**Aim**
Copy out the records from the line with "find | clear shallow water" to the line with "column 607, row 658", both included, without changing a character.

**Material for the task**
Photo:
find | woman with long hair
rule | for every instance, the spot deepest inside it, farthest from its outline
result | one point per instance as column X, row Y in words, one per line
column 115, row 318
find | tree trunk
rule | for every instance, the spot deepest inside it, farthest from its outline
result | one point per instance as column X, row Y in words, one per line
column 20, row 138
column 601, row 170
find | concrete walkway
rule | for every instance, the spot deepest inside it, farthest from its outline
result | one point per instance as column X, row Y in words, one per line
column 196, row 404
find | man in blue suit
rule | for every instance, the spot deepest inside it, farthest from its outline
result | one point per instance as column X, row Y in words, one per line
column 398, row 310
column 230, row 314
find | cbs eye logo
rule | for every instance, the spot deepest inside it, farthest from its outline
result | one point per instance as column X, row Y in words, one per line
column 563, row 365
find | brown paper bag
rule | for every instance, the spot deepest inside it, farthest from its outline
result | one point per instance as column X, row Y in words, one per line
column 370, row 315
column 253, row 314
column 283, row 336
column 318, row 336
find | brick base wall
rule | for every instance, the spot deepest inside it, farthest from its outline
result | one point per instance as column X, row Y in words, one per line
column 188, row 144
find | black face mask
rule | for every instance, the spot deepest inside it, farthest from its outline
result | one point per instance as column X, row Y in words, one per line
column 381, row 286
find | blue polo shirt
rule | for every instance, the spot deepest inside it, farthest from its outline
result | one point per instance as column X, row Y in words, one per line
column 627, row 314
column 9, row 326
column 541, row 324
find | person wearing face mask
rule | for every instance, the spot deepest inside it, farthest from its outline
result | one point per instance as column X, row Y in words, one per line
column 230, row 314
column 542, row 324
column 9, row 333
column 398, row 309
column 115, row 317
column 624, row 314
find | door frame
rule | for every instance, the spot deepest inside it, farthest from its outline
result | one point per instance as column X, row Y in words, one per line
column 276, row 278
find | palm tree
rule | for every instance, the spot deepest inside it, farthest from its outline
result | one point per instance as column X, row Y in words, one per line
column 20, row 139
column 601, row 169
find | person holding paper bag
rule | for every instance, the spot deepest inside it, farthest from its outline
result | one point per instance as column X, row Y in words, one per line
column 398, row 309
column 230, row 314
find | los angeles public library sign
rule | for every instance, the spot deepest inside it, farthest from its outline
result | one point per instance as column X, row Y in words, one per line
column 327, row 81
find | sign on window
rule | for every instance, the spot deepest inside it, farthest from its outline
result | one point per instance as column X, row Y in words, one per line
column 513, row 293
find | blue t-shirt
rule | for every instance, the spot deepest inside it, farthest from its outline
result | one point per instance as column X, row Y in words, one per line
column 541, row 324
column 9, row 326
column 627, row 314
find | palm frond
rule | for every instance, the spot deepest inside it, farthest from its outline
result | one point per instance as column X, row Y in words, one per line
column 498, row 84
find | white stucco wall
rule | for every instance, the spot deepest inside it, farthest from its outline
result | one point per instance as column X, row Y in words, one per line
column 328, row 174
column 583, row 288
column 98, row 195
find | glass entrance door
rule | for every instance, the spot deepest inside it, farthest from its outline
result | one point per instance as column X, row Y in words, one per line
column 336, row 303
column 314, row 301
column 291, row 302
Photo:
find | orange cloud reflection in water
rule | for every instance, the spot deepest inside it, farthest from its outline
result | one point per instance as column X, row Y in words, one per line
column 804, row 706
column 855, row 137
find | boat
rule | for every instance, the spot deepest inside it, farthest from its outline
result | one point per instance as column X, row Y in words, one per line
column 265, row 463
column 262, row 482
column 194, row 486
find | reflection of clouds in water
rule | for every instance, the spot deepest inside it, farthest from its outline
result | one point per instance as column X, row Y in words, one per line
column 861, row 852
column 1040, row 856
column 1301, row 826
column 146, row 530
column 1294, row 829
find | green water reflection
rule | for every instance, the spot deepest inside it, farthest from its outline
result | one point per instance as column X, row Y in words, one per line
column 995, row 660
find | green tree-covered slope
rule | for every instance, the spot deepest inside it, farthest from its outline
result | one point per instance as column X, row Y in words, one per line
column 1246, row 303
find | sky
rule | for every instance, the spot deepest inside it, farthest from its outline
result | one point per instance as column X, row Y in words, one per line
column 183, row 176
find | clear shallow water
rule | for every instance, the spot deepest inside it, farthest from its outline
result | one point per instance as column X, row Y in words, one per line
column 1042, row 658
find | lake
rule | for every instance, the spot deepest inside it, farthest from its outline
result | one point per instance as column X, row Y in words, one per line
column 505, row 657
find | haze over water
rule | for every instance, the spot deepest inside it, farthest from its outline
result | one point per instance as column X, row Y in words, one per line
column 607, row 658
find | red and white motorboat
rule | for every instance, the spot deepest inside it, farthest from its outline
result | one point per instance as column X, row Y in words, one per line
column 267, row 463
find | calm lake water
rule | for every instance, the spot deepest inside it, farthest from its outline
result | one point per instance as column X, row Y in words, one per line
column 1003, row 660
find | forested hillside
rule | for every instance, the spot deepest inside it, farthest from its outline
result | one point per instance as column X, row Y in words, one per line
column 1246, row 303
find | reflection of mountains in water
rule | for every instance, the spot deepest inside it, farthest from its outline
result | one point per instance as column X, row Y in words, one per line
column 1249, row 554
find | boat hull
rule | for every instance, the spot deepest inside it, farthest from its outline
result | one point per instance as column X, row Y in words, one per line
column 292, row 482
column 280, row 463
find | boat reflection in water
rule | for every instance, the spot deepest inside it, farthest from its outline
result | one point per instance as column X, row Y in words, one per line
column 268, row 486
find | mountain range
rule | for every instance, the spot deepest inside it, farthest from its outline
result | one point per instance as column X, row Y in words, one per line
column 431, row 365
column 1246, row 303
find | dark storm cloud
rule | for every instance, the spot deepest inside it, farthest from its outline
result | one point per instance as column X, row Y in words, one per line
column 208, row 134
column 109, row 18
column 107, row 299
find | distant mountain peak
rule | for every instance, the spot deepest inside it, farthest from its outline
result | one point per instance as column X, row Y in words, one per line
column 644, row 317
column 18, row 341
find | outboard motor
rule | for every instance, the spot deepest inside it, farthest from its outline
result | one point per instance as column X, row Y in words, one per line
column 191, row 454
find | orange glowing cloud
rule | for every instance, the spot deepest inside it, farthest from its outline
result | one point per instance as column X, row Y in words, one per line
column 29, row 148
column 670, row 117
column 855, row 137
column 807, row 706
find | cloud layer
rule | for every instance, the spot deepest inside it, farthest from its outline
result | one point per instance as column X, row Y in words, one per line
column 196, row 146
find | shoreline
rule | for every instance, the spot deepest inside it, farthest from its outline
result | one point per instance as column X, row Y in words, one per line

**Output below**
find | clear shallow water
rule | for every instance, the spot deepest inside it, farthest from its outline
result | one point per instance as column X, row Y in words, one per line
column 1042, row 658
find | lake
rule | for every instance, the spot deepest inside it, farthest from its outline
result | one point per instance as column X, row Y in words, one per line
column 505, row 657
find | haze over water
rule | for every instance, the spot deepest inside it, farthest from its outline
result | one point per instance as column X, row Y in words, one per line
column 607, row 658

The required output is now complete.